#### STATED TASK
Update the part of the material that opens with the line containing "Spot the rusty" and closes with the line containing "(1173, 448)" by replacing "small rock" with "small pebble", keeping everything else unchanged, and return only those lines.

#### MATERIAL PROVIDED
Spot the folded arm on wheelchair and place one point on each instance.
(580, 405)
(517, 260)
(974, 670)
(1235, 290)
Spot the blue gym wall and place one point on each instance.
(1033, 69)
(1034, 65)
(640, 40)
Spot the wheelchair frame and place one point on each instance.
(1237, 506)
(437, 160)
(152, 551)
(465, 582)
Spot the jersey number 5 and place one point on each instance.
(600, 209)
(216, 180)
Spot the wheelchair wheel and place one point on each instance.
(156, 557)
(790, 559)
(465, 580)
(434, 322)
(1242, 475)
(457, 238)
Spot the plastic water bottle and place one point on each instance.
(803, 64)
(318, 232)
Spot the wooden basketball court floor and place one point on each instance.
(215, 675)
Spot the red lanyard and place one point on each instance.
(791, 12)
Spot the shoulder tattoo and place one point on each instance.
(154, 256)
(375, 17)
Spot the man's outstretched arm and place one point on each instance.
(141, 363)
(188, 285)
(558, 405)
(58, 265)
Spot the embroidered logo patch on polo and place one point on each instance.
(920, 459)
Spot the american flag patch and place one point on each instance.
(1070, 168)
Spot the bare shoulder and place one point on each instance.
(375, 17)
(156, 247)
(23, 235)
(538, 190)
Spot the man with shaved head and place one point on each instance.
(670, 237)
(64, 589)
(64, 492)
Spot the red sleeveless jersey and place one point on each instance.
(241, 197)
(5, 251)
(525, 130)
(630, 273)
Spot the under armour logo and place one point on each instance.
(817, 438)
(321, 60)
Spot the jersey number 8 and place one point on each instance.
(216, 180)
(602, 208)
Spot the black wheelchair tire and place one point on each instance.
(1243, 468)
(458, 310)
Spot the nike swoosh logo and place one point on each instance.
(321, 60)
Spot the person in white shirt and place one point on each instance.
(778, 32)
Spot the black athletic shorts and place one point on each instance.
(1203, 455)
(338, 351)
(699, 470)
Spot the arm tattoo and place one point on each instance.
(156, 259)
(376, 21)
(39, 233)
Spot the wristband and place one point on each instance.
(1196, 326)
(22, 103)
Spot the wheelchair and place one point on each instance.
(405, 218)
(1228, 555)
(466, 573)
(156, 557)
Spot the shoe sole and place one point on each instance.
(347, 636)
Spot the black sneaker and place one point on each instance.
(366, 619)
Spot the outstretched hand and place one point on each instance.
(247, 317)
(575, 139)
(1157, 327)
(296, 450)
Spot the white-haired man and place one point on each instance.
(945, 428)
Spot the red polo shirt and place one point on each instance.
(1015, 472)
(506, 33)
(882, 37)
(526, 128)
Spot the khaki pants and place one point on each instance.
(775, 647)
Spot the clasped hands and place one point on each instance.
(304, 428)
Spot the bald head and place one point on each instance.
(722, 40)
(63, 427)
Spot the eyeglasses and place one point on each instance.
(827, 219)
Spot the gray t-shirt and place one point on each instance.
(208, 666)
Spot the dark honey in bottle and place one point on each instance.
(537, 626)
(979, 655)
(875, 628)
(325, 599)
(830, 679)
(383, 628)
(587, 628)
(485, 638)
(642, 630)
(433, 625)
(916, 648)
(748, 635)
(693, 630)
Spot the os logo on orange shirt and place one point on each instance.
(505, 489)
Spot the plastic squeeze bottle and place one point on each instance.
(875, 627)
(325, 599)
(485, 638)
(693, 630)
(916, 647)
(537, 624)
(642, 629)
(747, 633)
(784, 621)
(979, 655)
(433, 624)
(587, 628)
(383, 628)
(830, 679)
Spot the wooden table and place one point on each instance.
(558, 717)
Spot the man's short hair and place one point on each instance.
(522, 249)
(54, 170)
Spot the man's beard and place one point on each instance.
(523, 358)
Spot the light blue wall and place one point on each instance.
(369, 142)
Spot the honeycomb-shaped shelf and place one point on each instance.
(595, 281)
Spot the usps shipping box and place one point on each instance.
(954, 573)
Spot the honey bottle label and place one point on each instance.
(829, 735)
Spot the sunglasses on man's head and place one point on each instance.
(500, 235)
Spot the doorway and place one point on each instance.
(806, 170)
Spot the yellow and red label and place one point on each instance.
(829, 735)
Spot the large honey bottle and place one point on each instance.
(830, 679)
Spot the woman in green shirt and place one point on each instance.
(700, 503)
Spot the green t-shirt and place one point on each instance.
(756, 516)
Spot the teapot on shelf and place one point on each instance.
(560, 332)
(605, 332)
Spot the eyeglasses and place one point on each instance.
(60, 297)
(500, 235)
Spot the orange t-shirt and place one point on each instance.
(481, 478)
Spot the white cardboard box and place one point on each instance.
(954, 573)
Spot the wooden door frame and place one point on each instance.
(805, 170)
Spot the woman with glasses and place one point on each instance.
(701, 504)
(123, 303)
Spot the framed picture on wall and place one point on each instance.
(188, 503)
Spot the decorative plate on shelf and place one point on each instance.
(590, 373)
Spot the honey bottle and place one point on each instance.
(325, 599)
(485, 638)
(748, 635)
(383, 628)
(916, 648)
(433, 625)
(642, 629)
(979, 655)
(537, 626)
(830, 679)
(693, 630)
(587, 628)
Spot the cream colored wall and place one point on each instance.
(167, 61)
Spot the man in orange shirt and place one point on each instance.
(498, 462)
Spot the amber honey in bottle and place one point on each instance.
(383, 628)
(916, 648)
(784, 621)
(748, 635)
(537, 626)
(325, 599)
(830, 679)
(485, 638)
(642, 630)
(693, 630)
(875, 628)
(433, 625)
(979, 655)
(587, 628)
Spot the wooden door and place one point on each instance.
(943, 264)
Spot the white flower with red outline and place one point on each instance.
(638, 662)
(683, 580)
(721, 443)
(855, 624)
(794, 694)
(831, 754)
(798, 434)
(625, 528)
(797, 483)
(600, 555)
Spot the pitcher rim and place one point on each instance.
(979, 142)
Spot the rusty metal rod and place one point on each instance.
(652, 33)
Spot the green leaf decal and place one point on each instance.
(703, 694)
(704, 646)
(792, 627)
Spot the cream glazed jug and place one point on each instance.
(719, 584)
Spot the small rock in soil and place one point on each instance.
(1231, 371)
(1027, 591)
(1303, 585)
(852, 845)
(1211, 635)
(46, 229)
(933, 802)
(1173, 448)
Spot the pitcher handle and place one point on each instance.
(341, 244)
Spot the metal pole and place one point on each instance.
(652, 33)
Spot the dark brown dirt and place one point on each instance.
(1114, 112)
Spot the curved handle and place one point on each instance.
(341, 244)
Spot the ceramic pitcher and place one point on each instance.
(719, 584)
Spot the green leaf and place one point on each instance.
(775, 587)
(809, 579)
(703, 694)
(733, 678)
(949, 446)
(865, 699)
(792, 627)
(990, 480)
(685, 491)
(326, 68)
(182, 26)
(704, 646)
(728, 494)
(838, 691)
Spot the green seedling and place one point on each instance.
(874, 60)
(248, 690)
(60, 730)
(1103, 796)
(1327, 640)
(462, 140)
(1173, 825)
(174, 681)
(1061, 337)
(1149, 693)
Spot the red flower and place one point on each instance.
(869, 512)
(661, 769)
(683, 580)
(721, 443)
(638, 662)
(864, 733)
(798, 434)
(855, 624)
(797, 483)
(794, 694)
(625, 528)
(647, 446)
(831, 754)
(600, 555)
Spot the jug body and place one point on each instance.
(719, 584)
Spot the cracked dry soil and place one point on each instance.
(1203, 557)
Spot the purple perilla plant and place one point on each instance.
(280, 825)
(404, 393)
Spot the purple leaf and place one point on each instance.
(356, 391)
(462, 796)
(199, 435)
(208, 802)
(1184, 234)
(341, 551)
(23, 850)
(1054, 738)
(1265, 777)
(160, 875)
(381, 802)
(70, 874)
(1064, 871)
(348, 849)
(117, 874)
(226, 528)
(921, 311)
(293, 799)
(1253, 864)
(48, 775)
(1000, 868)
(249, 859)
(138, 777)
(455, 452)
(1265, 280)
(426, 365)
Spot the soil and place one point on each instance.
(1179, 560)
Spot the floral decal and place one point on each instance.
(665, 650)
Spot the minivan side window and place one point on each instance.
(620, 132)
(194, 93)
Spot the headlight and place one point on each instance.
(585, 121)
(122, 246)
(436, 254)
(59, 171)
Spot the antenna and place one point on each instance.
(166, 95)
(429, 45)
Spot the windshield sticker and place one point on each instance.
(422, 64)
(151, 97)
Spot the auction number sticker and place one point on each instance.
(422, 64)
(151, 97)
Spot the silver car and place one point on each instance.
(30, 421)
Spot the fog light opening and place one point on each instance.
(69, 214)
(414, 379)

#### EXERCISE SOLUTION
Spot the rusty metal rod and place one point on each instance.
(652, 33)
Spot the green leaf decal and place one point on each instance.
(703, 694)
(704, 646)
(792, 627)
Spot the cream glazed jug and place one point on each instance.
(719, 584)
Spot the small pebble in soil and place one point on each instance.
(1231, 371)
(1027, 591)
(1303, 585)
(852, 845)
(1211, 635)
(46, 229)
(933, 802)
(1173, 448)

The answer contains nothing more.